Problem:
Hand back the entries exactly as written, minus every picture.

——————

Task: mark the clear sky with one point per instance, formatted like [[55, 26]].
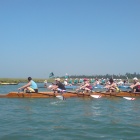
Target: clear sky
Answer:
[[69, 36]]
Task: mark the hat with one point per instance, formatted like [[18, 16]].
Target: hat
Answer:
[[57, 79], [135, 78], [85, 79]]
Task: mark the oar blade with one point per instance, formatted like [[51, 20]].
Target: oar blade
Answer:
[[129, 98], [96, 96]]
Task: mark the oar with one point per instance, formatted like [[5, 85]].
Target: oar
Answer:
[[99, 96]]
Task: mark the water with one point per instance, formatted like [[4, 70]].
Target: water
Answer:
[[72, 119]]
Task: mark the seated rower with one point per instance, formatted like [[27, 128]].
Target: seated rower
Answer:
[[65, 82], [45, 83], [59, 87], [112, 87], [97, 82], [86, 86], [136, 85], [31, 86]]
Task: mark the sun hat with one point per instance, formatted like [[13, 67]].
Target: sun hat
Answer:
[[135, 78]]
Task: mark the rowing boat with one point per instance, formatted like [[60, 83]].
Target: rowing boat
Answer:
[[8, 83], [66, 95]]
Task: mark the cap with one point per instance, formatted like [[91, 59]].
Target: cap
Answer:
[[135, 78]]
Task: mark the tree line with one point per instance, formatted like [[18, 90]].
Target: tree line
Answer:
[[114, 76]]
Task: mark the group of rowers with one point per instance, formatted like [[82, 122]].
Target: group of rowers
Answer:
[[58, 86]]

——————

Output for this exercise:
Task: mark the clear sky with one point per instance, formatted like [[55, 26]].
Target: clear sky
Answer:
[[69, 36]]
Task: mark the hat with one point per instance, formatted like [[18, 16]].
Target: hat
Answer:
[[57, 79], [135, 78], [85, 79]]
Task: mark the oar blade with one point per instance, formatted like [[51, 20]].
Target: oar blade
Answer:
[[129, 98], [96, 96]]
Task: mark the oar with one point per instance, formatted like [[5, 85]].
Target: oar
Answer:
[[99, 96]]
Task: mark the water with one point per instance, formatted like [[4, 70]].
Target: water
Answer:
[[72, 119]]
Task: mark the seated rower with one point per instance, formatted like [[27, 128]].
Target: seated rower
Answer:
[[65, 82], [45, 83], [59, 87], [112, 87], [97, 82], [86, 86], [136, 85], [31, 86]]
Task: mark the sun hat with one point per instance, formatted like [[13, 67]].
Target: sun hat
Answer:
[[135, 78]]
Task: mark the rowing boat with one point per instance, formatted like [[60, 83]].
Target: rowing boat
Answer:
[[8, 83], [66, 95]]
Task: mark the cap with one point per instance, formatted like [[91, 59]].
Target: cap
Answer:
[[135, 78]]
Task: mark the tree line with one point per instance, formatted like [[18, 90]].
Target: tree line
Answer:
[[114, 76]]
Task: mark the group of rowers with one point per instance, formatted like [[82, 122]].
Target: group of rowers
Answer:
[[58, 86]]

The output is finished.